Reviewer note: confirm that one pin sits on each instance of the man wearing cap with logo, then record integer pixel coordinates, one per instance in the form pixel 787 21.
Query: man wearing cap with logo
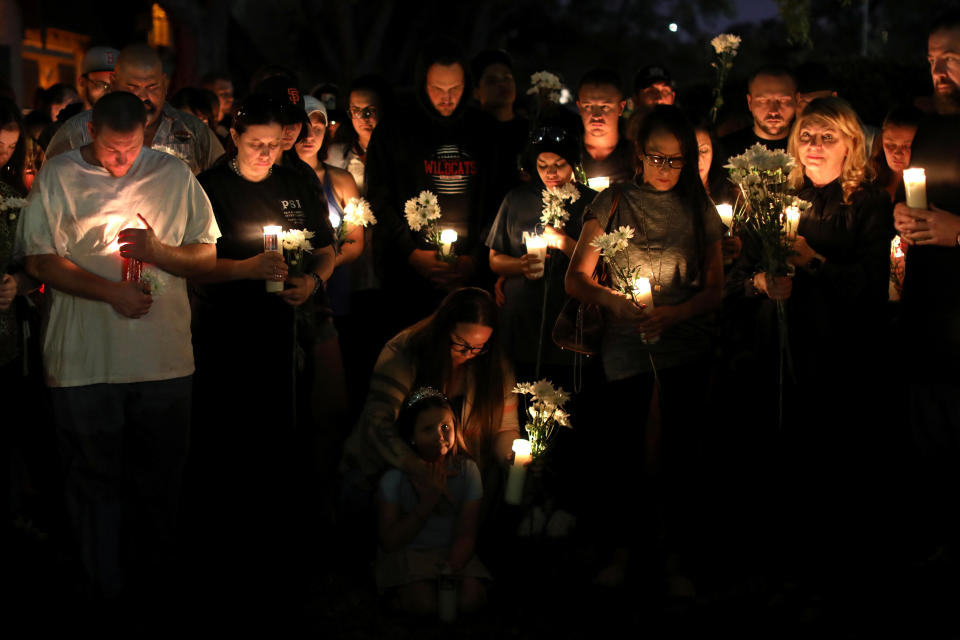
pixel 652 85
pixel 139 71
pixel 92 83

■ ■ ■

- **Task description**
Express this listing as a two-column CSV with the headers request and answer, one row per item: the request text in one quoted field and its answer in the other, with line breaks replaced by spaces. Include every item in the listing and leave the pictures out.

- **Exercise response**
request,answer
"Reviewer note: confirm that one pin sits on each instance of the man wearing cap with logo, then record integer pixel coordinates, one per instance in the form pixel 787 21. Query: man wearing cap with logo","pixel 652 85 pixel 139 71 pixel 92 83"